• [本文]
------------------------------------------------------------

患者(被害者)の属性
女性・手術当時40歳判例要旨
一審被告の開設する病院で右第2CM関節固定術及び骨移植の手術を受けた一審原告が、同病院の医師の過失により橈骨神経が損傷し、損害を受けたと主張して、一審被告に対し、不法行為(使用者責任)に基づき、損害賠償金5822万7332円及びこれに対する遅延損害金の支払を求めた事案。
原審は、一審被告の使用者責任を認めた上で、後遺障害等級12級と判断し、1728万0160円及びこれに対する遅延損害金の支払を求める限度で請求を認容したが、控訴審では後遺障害等級9級と判断し、3385万5640円及びこれに対する遅延損害金の支払を求める限度で認容した。
争点
1 本件手術によって橈骨神経浅枝が損傷されたか否か(過失の有無)
2 後遺障害の等級(損害額)
重要な判示(過失)
<一審判決の判示>
本件手術は,右手背の第2CM関節付近を切開して行うものであるところ,前記前提事実(2)ウのとおり,本件手術で皮膚切開する手関節部の皮下には,本件神経が走行し,前記認定事実(2)ケ(ア)bのとおり,橈骨神経浅枝は,医療行為によって損傷を受けることが多く,橈骨神経浅枝を損傷しないよう注意を促す医学文献も存在していることからすると,本件手術の際に本件神経を損傷した可能性はあり得る。
B医師が,本件神経を保護する標準的な手順を怠ったことを示す証拠は何ら存しないが,医原性末梢神経損傷の事例を研究したところ,整形外科医による上肢の末梢神経損傷の症例が多く,外科医の経験年数の長い術者により神経損傷が引き起こされている傾向があることを指摘する文献が存することは,前記認定事実(2)ケ(ア)bのとおりであり,B医師が通常の手順で本件手術を行ったとしても,本件手術により本件神経を損傷した可能性が直ちに否定されるものではなく,本件手術後の本件神経の状況や原告の症状その他を考慮して,総合的に判断すべきものである。
第2手術の午前10時49分4秒頃の時点で本件神経の連続性が失われていた旨のC医師の証言は信用できるところ,前記認定事実(1)オ(ア)fのとおり,C医師は,同時点まで,瘢痕組織を剥離して本件神経の近位側を同定し,遠位側に向けて本件神経に癒着する瘢痕組織の剥離を行っているところ,前記認定事実(2)イ(ウ)のとおり,本件神経は,健常な状態であれば神経剥離術を行うに十分な太さを有しており,前記認定事実(2)イ(イ)のとおり,神経を損傷せずに神経剥離術を行うことは困難な手技ではない。

------------------------------------------------------------

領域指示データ
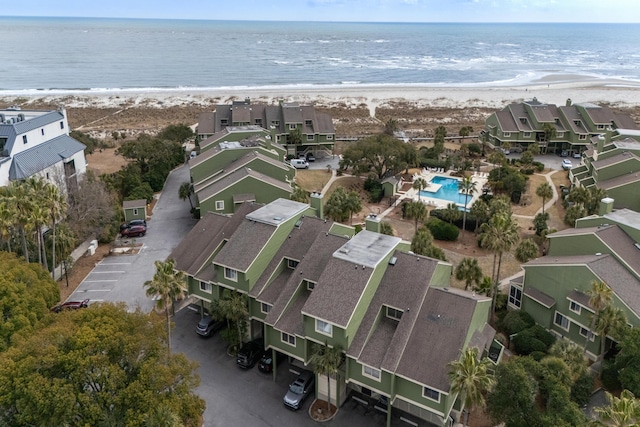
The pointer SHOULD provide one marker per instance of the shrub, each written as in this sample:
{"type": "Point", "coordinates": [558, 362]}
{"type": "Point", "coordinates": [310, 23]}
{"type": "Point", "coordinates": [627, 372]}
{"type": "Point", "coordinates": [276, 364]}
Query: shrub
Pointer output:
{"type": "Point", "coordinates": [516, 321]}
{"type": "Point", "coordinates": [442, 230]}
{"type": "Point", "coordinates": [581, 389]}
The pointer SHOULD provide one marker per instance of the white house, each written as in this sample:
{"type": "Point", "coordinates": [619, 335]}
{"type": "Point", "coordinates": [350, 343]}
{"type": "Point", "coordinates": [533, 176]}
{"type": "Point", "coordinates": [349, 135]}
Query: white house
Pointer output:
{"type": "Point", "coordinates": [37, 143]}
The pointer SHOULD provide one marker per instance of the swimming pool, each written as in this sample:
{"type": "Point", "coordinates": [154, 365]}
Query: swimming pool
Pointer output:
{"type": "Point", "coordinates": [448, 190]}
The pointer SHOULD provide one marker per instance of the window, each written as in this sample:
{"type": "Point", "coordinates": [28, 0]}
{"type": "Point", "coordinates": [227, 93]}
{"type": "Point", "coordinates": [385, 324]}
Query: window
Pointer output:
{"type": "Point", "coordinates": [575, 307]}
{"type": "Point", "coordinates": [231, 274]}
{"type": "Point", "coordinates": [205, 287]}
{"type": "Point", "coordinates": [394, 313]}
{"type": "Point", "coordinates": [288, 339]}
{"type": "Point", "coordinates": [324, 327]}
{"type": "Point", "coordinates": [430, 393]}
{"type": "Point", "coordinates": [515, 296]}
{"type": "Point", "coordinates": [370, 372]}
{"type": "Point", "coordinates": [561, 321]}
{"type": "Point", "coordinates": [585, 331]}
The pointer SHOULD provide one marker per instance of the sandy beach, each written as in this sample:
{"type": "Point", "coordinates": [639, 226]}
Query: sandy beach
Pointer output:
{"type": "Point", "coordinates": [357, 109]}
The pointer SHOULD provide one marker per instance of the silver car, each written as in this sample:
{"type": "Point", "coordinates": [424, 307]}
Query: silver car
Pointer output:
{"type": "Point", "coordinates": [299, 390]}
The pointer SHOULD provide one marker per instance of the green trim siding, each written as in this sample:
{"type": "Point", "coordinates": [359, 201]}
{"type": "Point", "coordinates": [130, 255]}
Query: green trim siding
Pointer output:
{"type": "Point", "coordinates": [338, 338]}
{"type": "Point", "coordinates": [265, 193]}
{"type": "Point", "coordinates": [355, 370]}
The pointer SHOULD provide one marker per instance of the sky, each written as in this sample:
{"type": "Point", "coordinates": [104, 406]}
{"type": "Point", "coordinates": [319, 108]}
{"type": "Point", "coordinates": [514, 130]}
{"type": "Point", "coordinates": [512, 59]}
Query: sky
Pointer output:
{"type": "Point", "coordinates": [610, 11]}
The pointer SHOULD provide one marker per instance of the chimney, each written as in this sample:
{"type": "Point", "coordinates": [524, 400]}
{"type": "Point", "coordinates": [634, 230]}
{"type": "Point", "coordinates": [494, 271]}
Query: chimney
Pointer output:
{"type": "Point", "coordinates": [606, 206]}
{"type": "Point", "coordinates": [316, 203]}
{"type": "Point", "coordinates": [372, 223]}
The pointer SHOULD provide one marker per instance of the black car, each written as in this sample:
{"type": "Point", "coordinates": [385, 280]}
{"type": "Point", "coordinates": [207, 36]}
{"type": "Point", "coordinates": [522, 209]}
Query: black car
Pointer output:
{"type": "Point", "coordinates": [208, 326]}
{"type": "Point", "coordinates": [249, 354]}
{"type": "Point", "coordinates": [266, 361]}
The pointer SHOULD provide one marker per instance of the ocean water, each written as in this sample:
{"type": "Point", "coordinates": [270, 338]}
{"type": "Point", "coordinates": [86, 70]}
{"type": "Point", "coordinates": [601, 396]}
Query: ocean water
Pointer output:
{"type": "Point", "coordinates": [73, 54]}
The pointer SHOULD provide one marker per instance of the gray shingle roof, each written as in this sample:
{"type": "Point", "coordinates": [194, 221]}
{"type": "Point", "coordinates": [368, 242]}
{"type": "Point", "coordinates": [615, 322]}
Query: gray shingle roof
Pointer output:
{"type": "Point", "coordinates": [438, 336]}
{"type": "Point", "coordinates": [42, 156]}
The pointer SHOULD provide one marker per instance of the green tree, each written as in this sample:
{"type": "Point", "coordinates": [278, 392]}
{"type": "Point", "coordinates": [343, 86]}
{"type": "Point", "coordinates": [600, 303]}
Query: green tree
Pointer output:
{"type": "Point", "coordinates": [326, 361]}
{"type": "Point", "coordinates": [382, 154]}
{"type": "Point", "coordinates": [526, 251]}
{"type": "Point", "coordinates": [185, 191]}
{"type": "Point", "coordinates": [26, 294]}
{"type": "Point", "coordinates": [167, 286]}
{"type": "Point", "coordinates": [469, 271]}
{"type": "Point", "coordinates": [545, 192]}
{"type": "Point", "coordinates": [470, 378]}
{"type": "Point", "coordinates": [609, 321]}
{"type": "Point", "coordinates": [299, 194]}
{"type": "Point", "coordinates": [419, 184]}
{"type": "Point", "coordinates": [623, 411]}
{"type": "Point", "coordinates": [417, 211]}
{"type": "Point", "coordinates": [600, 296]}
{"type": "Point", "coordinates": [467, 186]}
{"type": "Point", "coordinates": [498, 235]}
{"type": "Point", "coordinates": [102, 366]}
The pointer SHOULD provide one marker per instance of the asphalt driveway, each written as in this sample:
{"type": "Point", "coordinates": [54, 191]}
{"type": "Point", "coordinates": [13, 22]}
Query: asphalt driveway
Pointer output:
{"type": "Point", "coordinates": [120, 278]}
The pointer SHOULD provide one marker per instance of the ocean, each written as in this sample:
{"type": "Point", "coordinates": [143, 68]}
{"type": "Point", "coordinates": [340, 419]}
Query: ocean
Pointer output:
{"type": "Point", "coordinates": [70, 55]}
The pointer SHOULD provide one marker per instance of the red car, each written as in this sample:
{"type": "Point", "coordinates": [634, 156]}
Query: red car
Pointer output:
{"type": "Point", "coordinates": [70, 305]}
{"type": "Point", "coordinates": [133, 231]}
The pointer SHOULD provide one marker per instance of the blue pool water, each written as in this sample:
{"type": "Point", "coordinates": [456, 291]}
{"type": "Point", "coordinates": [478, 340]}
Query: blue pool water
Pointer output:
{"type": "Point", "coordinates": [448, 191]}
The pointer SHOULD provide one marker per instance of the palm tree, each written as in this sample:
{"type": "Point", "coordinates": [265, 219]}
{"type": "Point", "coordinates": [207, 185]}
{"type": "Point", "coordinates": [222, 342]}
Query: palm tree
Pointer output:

------------------------------------------------------------

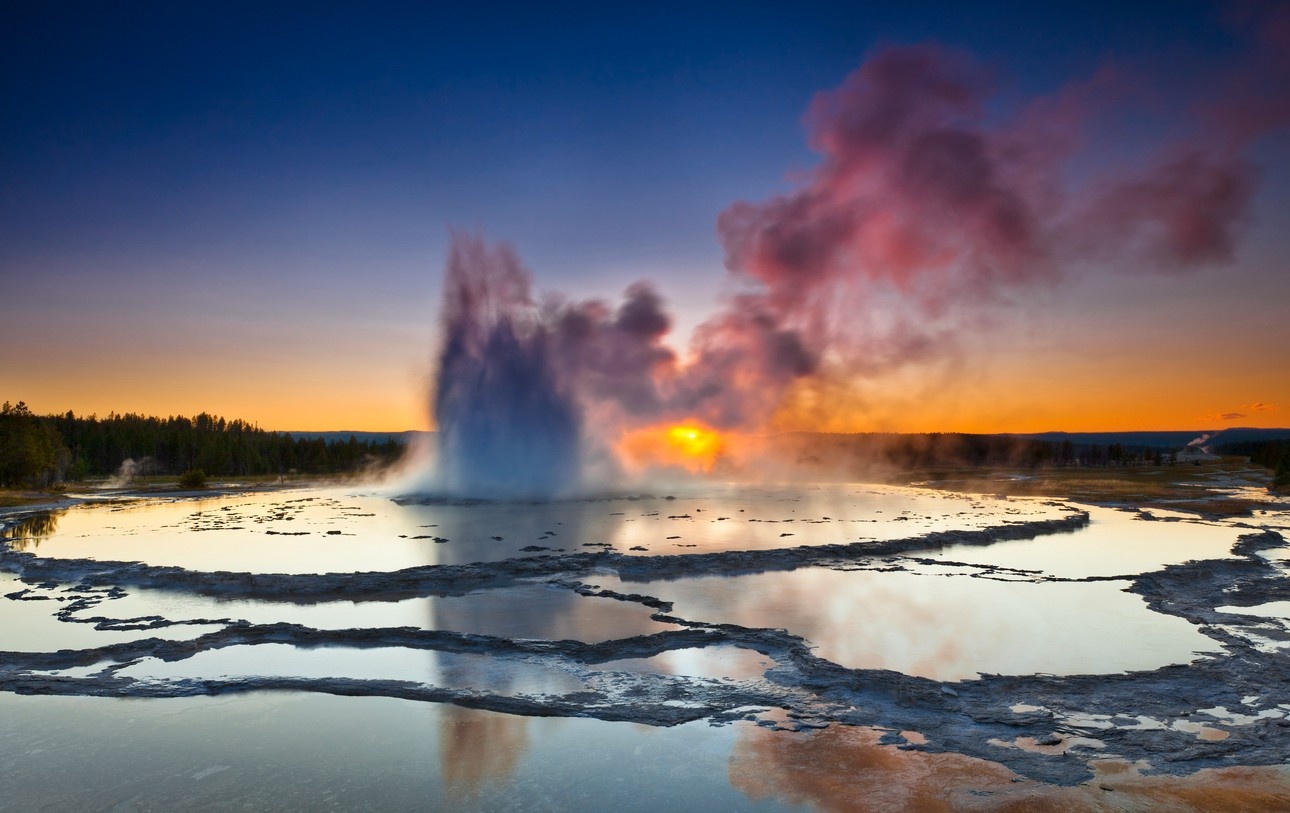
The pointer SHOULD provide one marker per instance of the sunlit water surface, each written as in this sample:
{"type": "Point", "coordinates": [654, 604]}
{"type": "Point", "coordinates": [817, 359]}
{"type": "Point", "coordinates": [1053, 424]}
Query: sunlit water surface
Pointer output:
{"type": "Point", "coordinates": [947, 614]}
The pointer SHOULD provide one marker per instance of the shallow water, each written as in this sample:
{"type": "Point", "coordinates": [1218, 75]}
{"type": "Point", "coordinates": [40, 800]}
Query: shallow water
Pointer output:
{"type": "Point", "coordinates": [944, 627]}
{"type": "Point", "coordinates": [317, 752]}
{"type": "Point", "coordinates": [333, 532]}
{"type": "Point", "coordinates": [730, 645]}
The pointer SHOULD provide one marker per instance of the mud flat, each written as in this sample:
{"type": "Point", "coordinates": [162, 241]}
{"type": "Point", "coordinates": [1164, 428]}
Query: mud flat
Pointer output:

------------------------------------------------------------

• [課題 A] 本文によると、控訴審は一審原告の後遺障害等級を何級と判断したか。
• [課題 B] 本文の一審判決の判示では、本件手術の際に本件神経を損傷した可能性はあり得るとされている。その理由を説明せよ。
データは本文の内容とは関係がない。

• [解答 A] 控訴審は後遺障害等級を9級と判断した。

• [解答 B] 本件手術で皮膚切開する手関節部の皮下には本件神経が走行している。また、橈骨神経浅枝は医療行為によって損傷を受けることが多く、損傷しないよう注意を促す医学文献も存在している。これらのことから、損傷の可能性はあり得るとされた。